======== SELECTED PASSAGE

Currently, the SVoD market is dominated by Netflix which, by the end of 2018, concentrated 80.8 percent of subscribers. Other competitors were Claro Video (14.6%), Blim (2.7%), HBO Go (1.5%), Fox Premium (0.2%), Click (N/D), and Amazon Prime Video (N/D) (Cahun; Expansión 2018). During 2019 and 2020, new SVoD platforms were launched such as Starz Play, Movistar Play, Paramount +, Disney +, Star +, Apple TV+, and HBO Max. This was expected to open a battle to capture subscribers and, therefore, to reduce Netflix’s market share. There were also local platforms specialized in Mexican and independent international cinema, such as FilmIn Latino, and Retina Latina (IMCINE 2021).
Netflix’s closest local competitors such as Claro Video and Amazon Prime Video (launched in 2017) have followed Netflix’s strategy of producing original content (IMCINE 2021). Therefore, it can be underlined that the audiovisual sector as a whole is growing in a significant way. The industrial statistics of the Sistema de Cuentas Nacionales de México, show that the “audiovisual media” sector has been constantly growing since 2015. For instance, in 2019, it grew 4 percent. The figure is important if we compare it with the cultural sector as a whole that grew only 1.5 percent that year (IMCINE 2021, 14). All up, the SVoD market revenues for 2017, 2018, and 2019 were US$441, US$561, and US$698 million dollars, respectively (PwC 2020). From 2018 to 2019, SVoD grew 25.1 percent.

================

According to the passage on the SVoD market, how much did the "audiovisual media" sector grow in 2019?

======== DATA RECORDS

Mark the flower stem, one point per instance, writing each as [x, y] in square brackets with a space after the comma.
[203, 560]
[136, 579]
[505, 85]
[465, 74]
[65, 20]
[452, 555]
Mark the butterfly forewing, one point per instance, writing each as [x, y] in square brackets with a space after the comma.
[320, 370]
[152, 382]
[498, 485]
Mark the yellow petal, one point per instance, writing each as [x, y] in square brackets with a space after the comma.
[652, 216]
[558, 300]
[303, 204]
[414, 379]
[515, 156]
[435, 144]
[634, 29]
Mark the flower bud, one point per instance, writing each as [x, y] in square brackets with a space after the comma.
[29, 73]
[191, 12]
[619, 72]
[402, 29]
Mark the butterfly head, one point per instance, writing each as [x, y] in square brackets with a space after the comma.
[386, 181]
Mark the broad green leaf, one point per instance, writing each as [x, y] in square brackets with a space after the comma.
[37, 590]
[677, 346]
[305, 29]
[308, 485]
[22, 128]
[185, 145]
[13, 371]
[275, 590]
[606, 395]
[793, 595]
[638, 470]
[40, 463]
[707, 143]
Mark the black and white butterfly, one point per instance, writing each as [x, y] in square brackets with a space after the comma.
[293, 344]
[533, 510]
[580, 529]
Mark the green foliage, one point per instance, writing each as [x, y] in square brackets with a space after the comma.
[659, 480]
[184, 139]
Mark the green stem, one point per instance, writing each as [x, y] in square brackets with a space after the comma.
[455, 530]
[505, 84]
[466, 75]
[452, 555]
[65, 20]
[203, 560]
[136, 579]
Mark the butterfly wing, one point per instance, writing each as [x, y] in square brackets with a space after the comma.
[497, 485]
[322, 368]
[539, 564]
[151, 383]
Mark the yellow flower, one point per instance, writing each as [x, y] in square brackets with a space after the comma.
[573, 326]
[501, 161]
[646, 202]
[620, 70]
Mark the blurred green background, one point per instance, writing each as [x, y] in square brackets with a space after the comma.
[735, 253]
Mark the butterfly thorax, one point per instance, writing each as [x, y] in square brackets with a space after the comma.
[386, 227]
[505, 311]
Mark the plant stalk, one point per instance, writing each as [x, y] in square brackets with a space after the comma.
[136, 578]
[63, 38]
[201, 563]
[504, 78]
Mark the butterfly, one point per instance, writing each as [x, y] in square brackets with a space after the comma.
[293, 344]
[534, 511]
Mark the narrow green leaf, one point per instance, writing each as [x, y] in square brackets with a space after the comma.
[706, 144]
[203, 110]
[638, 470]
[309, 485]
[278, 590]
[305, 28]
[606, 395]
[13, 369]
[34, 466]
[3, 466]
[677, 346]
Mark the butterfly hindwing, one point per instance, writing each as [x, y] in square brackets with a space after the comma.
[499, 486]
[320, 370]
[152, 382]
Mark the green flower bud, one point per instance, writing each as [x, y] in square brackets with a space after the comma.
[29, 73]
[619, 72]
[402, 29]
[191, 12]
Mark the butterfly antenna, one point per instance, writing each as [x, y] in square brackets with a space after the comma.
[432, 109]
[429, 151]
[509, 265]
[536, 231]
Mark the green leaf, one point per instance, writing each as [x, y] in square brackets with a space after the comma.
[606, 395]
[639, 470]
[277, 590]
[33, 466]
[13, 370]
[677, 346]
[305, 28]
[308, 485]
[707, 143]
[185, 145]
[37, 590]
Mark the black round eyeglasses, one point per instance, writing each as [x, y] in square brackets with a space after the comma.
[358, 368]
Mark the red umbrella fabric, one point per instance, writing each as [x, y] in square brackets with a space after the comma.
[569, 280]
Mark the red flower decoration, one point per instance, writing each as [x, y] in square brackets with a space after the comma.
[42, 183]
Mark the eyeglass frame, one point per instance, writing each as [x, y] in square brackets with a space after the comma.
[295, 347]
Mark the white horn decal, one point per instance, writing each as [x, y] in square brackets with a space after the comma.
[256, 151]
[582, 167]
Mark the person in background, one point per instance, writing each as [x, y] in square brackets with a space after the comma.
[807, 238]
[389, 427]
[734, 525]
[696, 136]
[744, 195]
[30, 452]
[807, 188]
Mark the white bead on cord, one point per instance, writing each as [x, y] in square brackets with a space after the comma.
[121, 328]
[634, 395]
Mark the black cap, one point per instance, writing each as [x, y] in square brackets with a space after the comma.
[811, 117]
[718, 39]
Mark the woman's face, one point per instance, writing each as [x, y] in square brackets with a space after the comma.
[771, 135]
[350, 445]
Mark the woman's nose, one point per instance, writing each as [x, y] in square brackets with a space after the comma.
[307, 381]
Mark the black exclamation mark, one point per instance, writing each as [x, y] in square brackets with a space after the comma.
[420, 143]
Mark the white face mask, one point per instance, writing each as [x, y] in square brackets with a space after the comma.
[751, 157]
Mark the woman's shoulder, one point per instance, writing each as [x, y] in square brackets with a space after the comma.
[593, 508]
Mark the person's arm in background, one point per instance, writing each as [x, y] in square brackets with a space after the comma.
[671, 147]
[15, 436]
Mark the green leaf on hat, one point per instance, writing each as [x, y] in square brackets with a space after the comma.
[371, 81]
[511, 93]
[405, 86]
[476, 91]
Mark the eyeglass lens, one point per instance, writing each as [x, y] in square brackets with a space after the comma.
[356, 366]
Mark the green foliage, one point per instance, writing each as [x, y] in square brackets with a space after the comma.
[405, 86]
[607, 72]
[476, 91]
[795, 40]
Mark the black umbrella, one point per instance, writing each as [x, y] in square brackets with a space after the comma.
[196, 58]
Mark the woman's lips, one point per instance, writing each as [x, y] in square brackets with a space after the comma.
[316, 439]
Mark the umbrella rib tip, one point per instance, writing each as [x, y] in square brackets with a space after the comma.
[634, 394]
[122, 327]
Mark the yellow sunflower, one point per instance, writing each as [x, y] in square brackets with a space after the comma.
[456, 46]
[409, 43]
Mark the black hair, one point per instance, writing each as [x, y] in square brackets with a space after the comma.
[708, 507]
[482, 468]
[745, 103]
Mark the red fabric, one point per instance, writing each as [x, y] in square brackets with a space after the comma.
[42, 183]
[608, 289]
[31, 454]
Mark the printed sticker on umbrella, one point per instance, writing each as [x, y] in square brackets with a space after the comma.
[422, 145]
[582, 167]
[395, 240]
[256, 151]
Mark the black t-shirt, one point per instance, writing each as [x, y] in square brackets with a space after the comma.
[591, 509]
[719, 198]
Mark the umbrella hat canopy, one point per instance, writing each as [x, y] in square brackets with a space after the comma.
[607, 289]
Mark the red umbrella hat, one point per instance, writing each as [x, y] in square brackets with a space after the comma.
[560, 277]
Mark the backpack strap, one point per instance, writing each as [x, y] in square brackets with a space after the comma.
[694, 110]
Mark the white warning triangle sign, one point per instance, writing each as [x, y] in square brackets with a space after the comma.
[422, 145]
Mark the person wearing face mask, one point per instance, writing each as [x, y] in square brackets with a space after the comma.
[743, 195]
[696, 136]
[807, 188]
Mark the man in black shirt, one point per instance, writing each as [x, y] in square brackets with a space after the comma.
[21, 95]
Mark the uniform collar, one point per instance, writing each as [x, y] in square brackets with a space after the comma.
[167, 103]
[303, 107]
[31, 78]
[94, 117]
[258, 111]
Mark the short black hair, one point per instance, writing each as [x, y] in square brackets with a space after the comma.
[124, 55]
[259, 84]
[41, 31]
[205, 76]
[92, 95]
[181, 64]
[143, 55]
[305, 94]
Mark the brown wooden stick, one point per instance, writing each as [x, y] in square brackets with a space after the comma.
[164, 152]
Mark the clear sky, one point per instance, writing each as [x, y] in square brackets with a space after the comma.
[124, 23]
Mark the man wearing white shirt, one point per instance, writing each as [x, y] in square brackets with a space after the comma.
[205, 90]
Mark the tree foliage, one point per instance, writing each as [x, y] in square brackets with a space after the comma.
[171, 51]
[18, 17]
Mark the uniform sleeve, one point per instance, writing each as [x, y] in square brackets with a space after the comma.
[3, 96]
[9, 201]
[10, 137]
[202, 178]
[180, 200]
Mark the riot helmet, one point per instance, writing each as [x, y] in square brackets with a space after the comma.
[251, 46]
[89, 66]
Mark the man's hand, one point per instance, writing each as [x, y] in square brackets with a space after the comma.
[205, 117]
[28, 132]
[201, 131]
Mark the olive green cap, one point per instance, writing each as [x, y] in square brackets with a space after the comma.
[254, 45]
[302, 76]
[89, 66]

================

• [ANSWER TO THIS EXERCISE]
It grew 4 percent.